### Exercise aim
Render this sentence from the release notes in Spanish: "Opscenterd now only allows the TLSv1.2 protocol when HTTPS is enabled."

-- Start Given passage --

See New features for more details.

Changes in 6.5.0

The following changes are included in this release.

Core
  • Updated to the 1.6.2 version of the DSE driver. (OPSC-12624)
  • The agent can now be configured to enforce that certificate subjects match the opscenterd server. (OPSC-11806)
  • Opscenterd now only allows the TLSv1.2 protocol when HTTPS is enabled. (OPSC-11981)
  • Removed support for DSE versions older than 5.0. (OPSC-12784)
  • Improved default algorithm (rsa 2048) and hash (SHA256) for automatically generated self-signed TLS certificates. (OPSC-9941)
  • OpsCenter will fail to start if config_encryption_active is True and the system key file is missing. (OPSC-10284)
  • The first cluster that a role has permissions for is now automatically selected in the Cluster list of the Edit Role dialog. (OPSC-11759)
  • The default max heap size of the DataStax Agents has been increased to 1GB so that it better supports metrics collections in mid-large size clusters. The default heap size of opscenterd has also been increased to 2GB to better support the Repair Service. (OPSC-12313)

-- End Given passage --
-- Start Source data --

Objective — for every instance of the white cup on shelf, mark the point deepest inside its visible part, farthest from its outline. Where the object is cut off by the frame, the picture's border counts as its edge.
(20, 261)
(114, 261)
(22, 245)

-- End Source data --

### In response
Opscenterd ahora solo permite el protocolo TLSv1.2 cuando HTTPS está habilitado.